Extracted data entries:
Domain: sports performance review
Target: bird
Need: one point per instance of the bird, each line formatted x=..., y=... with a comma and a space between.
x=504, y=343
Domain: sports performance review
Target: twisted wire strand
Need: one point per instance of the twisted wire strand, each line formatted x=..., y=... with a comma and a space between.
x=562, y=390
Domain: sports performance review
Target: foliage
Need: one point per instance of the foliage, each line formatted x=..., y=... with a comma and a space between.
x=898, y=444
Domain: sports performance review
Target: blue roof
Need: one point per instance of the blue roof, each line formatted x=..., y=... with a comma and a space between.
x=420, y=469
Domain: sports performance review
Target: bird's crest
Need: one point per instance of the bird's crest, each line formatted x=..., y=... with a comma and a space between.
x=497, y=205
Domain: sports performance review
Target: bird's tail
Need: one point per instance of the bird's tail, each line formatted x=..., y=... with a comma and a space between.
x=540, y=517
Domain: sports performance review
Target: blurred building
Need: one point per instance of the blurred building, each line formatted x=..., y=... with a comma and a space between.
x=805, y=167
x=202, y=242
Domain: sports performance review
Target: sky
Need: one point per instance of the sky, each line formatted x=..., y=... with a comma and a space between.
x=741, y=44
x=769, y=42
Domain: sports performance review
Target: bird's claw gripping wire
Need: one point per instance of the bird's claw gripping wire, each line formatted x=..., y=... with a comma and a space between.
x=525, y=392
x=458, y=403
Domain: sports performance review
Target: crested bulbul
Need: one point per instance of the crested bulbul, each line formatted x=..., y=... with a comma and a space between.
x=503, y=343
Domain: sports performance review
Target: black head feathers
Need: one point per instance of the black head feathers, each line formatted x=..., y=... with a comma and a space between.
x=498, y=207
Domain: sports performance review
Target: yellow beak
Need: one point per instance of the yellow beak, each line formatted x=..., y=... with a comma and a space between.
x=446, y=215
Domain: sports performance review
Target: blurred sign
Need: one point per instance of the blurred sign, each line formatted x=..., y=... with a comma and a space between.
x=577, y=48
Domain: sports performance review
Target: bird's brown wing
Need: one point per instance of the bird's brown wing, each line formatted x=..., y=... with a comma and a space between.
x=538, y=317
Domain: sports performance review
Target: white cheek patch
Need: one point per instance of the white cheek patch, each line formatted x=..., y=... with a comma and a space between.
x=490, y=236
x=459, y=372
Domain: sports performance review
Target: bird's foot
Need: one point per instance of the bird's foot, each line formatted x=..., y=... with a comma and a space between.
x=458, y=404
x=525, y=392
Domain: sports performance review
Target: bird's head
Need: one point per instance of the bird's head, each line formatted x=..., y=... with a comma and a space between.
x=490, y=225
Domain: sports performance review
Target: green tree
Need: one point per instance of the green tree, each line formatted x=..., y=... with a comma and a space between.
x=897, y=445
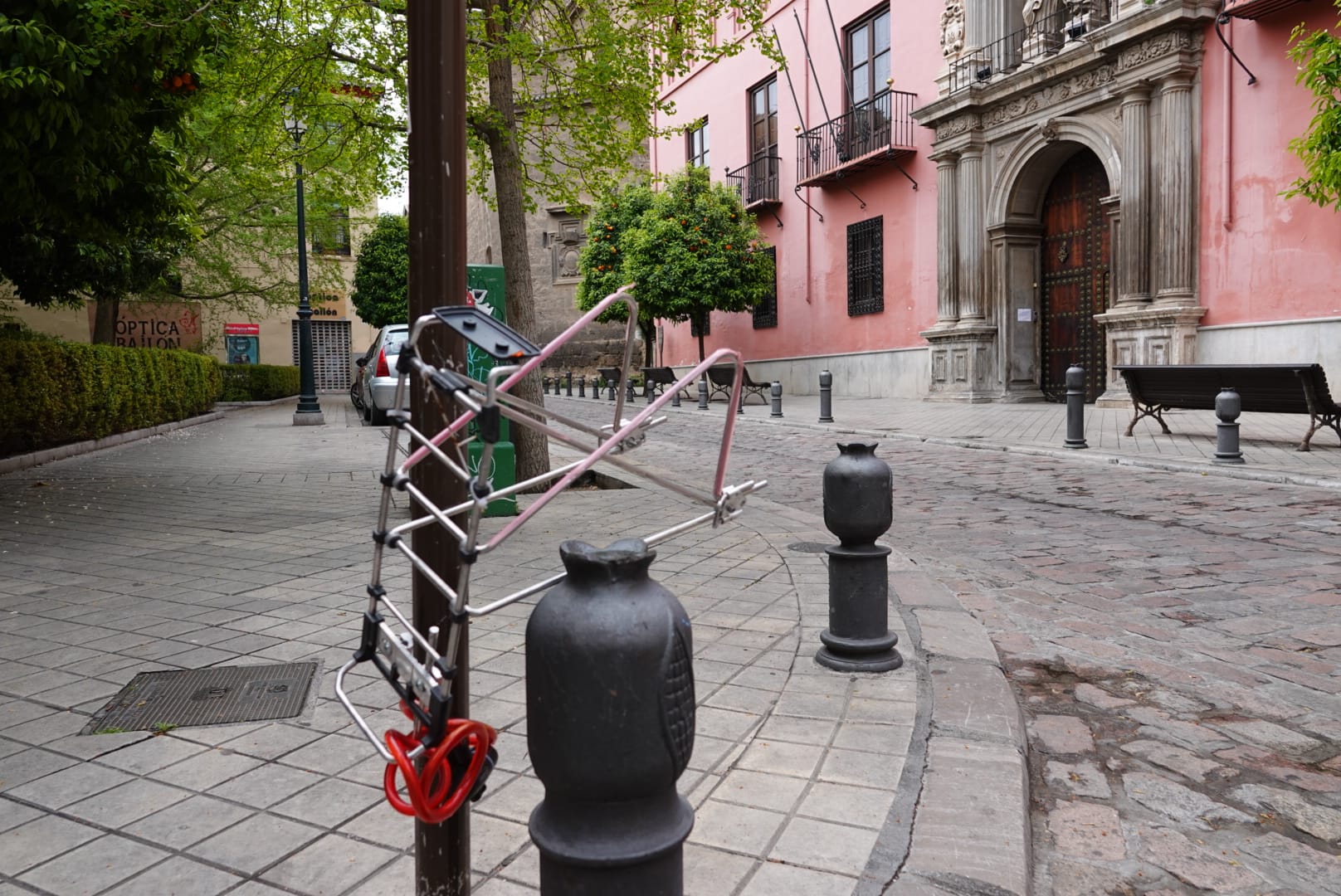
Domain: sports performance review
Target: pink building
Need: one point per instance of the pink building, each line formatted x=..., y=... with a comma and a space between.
x=966, y=197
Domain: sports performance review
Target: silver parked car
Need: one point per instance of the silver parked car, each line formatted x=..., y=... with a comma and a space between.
x=378, y=374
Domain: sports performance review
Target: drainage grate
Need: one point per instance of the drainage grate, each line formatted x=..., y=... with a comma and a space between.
x=217, y=695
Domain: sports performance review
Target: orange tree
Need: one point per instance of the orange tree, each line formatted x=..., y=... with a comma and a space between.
x=690, y=248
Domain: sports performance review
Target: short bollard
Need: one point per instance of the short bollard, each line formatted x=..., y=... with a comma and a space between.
x=1227, y=409
x=1075, y=407
x=859, y=509
x=827, y=398
x=609, y=724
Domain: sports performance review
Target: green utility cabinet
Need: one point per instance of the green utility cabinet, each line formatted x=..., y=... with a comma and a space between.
x=485, y=283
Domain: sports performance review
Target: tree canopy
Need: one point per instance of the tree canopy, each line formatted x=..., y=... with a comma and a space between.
x=690, y=250
x=1319, y=56
x=383, y=273
x=93, y=97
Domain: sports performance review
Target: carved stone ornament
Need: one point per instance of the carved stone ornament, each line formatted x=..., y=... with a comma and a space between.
x=1051, y=95
x=955, y=126
x=953, y=30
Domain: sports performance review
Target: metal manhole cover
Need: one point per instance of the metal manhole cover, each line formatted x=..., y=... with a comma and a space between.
x=219, y=695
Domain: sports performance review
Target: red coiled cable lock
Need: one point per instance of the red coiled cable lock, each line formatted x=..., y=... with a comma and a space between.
x=439, y=789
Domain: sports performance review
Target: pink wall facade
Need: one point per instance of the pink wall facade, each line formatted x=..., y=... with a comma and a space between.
x=1262, y=256
x=812, y=252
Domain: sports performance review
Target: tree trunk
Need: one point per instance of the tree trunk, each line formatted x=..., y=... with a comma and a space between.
x=105, y=321
x=533, y=448
x=649, y=334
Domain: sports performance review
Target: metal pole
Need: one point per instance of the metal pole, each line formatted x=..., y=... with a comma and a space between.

_WHAT YOU ARE ASKED TO DO:_ Your whole answer should be one number, the count of lines in the records that hold "pole".

_EXERCISE SOLUTION:_ 2